Write out each line exactly as it stands, please.

■ ■ ■

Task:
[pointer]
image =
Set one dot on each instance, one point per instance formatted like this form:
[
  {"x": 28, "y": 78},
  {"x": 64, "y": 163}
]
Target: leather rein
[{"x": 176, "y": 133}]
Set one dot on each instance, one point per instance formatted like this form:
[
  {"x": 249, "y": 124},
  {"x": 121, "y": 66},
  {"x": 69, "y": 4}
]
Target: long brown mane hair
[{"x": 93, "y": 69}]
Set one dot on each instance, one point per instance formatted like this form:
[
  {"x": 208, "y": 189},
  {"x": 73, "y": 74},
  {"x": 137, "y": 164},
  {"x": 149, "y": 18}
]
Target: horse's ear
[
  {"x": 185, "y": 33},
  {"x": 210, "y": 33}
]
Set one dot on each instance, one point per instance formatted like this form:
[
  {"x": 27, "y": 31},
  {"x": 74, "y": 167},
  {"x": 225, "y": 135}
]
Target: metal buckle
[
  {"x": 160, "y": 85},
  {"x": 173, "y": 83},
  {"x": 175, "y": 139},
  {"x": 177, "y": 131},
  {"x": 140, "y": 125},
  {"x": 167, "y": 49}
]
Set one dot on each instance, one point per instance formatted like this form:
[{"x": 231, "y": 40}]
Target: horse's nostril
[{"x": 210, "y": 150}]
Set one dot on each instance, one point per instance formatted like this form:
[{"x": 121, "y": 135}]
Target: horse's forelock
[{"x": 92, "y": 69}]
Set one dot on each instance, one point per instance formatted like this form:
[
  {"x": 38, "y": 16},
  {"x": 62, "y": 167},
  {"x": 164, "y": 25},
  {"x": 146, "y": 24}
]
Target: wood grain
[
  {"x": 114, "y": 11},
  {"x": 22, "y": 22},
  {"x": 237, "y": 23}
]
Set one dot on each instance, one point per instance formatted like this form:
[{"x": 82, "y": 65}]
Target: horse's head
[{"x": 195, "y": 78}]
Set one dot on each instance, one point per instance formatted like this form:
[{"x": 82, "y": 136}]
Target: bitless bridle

■ ■ ■

▸ Answer in full:
Task:
[pointer]
image =
Set one dot on each instance, one point per instance formatted like this form:
[
  {"x": 28, "y": 78},
  {"x": 64, "y": 163}
]
Target: leather rein
[{"x": 176, "y": 133}]
Set one dot on each instance, one point per instance formatted like this form:
[
  {"x": 249, "y": 124},
  {"x": 121, "y": 66},
  {"x": 69, "y": 4}
]
Target: long brown mane hair
[{"x": 93, "y": 69}]
Set one dot on each instance, one point per instance formatted like this form:
[
  {"x": 208, "y": 189},
  {"x": 73, "y": 74},
  {"x": 137, "y": 164},
  {"x": 149, "y": 18}
]
Target: horse's ear
[
  {"x": 185, "y": 33},
  {"x": 210, "y": 33}
]
Set one dot on each instance, one point per instance formatted like this form:
[
  {"x": 27, "y": 31},
  {"x": 74, "y": 167},
  {"x": 225, "y": 135}
]
Target: metal buckle
[
  {"x": 160, "y": 85},
  {"x": 173, "y": 83},
  {"x": 175, "y": 139},
  {"x": 177, "y": 131},
  {"x": 140, "y": 125},
  {"x": 167, "y": 49}
]
Set one dot on each instance, one point per instance formatted like this form:
[{"x": 231, "y": 40}]
Target: horse's nostril
[{"x": 210, "y": 150}]
Set one dot on each instance, one point per instance formatted like this form:
[{"x": 121, "y": 135}]
Target: horse's forelock
[{"x": 92, "y": 69}]
Set one dot on each instance, one point per instance formatted like this form:
[
  {"x": 38, "y": 16},
  {"x": 62, "y": 167},
  {"x": 164, "y": 25},
  {"x": 146, "y": 24}
]
Target: wood grain
[
  {"x": 114, "y": 11},
  {"x": 22, "y": 22},
  {"x": 237, "y": 23}
]
Set one dot on each instance, one point per instance formatted like this form:
[{"x": 82, "y": 65}]
Target: horse's head
[{"x": 195, "y": 78}]
Set one dot on each instance, one point per instance formatted like this form:
[{"x": 82, "y": 136}]
Target: bitless bridle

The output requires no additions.